◆ Document segment

━━━━━━━━━━━━━━━━━━━━━━━━━━━━━━

Dear Refs: Go **** Yourselves

Shhhhhhhh...by the way....do you like beer?

Uh-oh... this is like a candy-offering stranger in a windowless van...


Even Pats fans are guests here, when you get down to it. I'm not sayin', I'm just sayin' :coffee:

Does this mean I have to take my Pink Floyd posters down and move out of the server room?
 
My mom passed away, but thanks for bringing up that memory.
Stay classy!

ron-burgundy-2.jpg
 
I don't think officials are too concerned about getting calls right the first time, since the opportunity is there to overturn many calls by challenge and replay.

It's like a worker knowingly performing his job sloppily, and passing an inferior product on to quality control for them to discover, then pass or reject.

Maybe replays should be viewed before making a debatable call on the field?

With every season comes new points of emphasis. Why? Shouldn't calls be made by refs with equal emphasis on infractions? Of course they'll miss a bunch every game, but to highlight certain infractions over others seasonally is ridiculous, IMO.
 
I don't think officials are too concerned about getting calls right the first time, since the opportunity is there to overturn many calls by challenge and replay.

━━━━━━━━━━━━━━━━━━━━━━━━━━━━━━

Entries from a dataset
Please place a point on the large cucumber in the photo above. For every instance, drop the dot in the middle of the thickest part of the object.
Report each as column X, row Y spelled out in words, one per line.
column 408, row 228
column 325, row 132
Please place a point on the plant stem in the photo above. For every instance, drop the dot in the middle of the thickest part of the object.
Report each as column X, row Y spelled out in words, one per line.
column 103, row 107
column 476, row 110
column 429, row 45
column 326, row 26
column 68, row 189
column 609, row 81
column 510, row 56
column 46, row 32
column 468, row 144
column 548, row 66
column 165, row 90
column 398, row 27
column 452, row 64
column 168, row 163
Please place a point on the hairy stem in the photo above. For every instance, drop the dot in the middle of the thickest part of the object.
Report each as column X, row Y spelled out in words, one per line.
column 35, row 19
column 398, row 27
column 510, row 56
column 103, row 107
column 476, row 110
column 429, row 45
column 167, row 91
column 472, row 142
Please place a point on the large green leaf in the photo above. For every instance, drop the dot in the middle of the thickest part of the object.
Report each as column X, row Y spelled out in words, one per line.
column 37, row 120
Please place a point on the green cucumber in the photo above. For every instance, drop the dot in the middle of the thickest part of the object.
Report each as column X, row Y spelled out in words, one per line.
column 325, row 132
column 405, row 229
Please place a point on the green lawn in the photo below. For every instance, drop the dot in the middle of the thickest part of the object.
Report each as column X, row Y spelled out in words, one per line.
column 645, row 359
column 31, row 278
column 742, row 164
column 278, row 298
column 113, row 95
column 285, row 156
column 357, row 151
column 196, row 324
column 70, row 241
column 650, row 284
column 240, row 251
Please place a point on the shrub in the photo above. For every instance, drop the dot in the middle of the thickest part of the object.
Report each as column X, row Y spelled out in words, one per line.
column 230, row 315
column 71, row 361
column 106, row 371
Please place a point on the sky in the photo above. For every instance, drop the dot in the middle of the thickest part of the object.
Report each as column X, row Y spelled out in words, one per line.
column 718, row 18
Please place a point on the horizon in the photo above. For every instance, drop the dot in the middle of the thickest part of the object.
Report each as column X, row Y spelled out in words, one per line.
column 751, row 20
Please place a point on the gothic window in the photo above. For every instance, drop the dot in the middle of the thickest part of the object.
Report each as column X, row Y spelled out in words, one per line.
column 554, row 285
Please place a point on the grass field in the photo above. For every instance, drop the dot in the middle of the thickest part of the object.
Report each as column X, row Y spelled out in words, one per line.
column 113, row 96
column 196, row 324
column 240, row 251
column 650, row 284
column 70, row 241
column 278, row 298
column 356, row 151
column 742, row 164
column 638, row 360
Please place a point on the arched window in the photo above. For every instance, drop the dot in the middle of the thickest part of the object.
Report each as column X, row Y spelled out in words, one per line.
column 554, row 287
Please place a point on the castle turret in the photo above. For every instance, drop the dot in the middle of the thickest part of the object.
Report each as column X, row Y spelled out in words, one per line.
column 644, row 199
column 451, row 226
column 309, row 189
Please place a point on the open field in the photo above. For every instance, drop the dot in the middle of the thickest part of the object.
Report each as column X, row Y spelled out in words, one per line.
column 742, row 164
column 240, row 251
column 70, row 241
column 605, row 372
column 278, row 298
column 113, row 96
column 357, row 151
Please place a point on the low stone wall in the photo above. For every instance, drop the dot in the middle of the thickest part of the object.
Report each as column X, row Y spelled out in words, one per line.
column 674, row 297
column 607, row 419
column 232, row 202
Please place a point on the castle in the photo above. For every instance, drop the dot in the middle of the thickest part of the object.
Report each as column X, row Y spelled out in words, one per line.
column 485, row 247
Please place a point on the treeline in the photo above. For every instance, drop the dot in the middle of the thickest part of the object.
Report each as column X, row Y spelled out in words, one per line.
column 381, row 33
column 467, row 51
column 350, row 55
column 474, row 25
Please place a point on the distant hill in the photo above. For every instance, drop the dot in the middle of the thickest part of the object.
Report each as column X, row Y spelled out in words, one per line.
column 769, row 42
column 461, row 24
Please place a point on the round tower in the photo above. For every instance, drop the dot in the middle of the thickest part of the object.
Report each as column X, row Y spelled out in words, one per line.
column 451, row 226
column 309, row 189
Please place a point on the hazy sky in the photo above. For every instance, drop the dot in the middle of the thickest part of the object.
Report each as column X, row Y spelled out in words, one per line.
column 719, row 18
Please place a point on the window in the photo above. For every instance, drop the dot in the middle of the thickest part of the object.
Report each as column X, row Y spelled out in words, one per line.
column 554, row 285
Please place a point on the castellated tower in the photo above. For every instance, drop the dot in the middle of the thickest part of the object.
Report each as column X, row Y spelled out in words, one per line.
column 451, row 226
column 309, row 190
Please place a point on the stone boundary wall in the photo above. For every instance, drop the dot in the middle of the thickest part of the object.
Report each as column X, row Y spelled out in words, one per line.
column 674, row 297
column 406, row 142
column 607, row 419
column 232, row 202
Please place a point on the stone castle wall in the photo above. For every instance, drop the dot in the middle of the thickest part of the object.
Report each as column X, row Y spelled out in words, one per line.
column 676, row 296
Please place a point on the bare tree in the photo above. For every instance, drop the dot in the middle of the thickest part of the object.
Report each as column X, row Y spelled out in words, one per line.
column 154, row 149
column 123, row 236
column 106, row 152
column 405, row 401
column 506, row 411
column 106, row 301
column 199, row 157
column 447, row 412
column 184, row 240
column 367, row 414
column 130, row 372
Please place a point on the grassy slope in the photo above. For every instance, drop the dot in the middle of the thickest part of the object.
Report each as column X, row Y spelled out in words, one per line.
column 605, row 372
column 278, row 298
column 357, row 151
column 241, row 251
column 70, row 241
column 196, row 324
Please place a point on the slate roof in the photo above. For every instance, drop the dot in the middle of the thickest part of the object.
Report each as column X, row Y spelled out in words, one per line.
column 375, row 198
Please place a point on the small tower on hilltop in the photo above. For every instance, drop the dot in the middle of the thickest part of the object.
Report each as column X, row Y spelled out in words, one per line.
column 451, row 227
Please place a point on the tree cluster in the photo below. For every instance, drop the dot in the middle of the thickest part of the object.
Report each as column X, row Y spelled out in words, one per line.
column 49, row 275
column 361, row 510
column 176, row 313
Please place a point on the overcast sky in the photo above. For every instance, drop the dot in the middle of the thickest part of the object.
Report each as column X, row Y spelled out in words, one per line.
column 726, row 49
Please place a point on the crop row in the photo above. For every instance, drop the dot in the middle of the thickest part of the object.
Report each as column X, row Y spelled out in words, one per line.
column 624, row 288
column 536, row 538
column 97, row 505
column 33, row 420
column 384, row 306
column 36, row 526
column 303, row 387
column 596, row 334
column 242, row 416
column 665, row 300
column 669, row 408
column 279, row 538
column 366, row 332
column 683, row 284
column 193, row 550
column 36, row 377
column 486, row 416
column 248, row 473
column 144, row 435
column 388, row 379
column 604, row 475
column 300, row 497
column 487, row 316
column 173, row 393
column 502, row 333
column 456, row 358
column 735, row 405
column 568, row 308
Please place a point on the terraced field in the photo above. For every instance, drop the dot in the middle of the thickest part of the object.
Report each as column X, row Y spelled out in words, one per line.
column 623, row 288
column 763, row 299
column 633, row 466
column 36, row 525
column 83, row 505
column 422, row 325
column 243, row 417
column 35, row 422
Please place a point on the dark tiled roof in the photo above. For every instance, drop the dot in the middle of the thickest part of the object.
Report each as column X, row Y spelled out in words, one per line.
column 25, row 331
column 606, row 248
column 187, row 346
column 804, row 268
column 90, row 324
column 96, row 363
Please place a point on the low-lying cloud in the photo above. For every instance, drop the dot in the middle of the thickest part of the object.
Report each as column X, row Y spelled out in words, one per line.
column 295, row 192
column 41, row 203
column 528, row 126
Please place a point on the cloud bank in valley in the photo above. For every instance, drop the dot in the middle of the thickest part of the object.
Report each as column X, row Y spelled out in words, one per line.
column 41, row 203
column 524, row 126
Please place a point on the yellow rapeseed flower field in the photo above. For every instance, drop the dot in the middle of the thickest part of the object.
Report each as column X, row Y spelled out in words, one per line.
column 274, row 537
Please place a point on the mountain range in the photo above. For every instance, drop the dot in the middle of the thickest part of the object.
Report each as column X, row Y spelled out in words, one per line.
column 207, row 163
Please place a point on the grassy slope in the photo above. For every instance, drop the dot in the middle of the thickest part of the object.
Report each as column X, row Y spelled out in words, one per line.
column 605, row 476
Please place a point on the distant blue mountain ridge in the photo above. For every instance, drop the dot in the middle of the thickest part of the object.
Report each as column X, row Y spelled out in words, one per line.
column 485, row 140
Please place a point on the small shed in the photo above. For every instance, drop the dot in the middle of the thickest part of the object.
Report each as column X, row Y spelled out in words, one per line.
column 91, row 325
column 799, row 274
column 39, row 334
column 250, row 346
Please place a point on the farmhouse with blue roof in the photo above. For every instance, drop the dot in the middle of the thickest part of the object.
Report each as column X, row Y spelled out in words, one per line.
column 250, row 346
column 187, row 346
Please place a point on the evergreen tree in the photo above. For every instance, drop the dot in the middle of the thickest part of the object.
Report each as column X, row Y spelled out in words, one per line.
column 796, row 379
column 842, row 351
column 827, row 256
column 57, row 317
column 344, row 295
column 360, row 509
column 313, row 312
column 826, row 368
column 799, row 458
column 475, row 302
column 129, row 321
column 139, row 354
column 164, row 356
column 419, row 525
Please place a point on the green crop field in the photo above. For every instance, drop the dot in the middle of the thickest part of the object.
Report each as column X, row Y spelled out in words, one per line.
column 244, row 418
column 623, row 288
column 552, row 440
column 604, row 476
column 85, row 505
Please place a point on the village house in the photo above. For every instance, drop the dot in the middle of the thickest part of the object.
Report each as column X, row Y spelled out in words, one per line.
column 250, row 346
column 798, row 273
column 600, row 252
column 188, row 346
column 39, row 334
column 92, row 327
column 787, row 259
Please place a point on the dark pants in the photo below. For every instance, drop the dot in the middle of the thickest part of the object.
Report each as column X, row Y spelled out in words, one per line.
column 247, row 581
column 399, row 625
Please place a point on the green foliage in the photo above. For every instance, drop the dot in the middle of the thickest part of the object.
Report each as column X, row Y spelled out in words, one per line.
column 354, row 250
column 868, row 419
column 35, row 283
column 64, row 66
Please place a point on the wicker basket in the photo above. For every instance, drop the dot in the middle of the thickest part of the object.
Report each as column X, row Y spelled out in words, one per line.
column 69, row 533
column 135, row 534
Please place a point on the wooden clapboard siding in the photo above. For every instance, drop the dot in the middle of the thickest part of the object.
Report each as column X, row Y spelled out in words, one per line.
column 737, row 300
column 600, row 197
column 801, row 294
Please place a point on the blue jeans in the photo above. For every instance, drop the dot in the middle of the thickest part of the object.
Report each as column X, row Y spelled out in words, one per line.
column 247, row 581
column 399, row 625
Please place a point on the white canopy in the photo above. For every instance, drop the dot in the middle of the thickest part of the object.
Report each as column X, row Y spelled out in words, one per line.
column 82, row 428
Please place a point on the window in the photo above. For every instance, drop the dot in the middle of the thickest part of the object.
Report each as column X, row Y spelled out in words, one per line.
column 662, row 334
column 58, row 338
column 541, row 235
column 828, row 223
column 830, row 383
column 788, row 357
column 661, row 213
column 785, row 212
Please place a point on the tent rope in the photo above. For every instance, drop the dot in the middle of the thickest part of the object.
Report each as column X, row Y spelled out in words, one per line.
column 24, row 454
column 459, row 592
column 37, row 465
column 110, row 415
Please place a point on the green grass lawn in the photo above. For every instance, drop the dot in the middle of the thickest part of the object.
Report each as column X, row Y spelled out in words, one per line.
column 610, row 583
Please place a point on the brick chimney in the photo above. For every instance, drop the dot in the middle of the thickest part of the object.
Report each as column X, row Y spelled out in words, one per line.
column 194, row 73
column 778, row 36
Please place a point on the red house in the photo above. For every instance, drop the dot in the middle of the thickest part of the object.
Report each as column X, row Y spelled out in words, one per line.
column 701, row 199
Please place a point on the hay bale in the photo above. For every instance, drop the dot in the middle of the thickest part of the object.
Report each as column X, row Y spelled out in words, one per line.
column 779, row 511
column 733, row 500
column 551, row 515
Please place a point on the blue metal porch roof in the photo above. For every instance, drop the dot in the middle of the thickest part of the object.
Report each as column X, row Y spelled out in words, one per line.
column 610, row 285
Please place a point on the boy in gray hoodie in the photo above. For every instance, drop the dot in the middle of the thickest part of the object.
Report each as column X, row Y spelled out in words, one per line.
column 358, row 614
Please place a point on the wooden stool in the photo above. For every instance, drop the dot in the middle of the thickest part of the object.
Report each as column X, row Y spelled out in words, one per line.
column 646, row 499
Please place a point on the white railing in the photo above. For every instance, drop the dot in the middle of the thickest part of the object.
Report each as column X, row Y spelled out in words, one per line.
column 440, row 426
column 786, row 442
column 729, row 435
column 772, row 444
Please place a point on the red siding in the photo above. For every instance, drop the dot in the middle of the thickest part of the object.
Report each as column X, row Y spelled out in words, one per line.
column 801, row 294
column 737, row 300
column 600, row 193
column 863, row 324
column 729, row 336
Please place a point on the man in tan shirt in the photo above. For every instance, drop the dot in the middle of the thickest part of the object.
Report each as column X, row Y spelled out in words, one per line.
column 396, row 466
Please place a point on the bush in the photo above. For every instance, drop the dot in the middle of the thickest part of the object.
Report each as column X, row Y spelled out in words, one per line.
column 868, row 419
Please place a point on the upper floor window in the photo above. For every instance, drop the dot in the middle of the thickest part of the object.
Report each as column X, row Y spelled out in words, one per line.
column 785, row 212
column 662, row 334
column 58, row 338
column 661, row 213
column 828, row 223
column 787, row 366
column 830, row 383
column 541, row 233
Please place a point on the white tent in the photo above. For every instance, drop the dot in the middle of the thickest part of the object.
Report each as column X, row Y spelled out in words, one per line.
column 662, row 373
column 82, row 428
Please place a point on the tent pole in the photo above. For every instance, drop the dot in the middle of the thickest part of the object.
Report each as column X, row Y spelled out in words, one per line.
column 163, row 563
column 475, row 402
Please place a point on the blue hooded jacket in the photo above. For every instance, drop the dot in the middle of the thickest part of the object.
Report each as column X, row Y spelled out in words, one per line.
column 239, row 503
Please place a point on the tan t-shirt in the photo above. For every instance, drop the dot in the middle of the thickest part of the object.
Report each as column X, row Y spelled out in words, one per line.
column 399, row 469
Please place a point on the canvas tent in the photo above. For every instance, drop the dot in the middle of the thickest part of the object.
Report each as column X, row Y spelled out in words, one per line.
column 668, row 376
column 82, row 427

━━━━━━━━━━━━━━━━━━━━━━━━━━━━━━

◆ Direction 1
Output the part of the forum thread from "Maybe replays should" to "is ridiculous, IMO." word for word.
◆ Direction 2
Answer these questions using the forum thread:
(a) Which team's fans are described as guests?
(b) Which posters does one poster ask about taking down?
(c) Who does the poster compare officials to when criticizing how they make calls?
◆ Direction 3
List every sentence in the forum thread that ends with a question mark.
Nothing in the listing is needed here.

◆ Exercise answer 1
Maybe replays should be viewed before making a debatable call on the field?

With every season comes new points of emphasis. Why? Shouldn't calls be made by refs with equal emphasis on infractions? Of course they'll miss a bunch every game, but to highlight certain infractions over others seasonally is ridiculous, IMO.

◆ Exercise answer 2
(a) Pats fans
(b) Pink Floyd posters
(c) A worker who knowingly does his job sloppily and passes an inferior product on to quality control

◆ Exercise answer 3
Shhhhhhhh...by the way....do you like beer?
Does this mean I have to take my Pink Floyd posters down and move out of the server room?
Maybe replays should be viewed before making a debatable call on the field?
Why?
Shouldn't calls be made by refs with equal emphasis on infractions?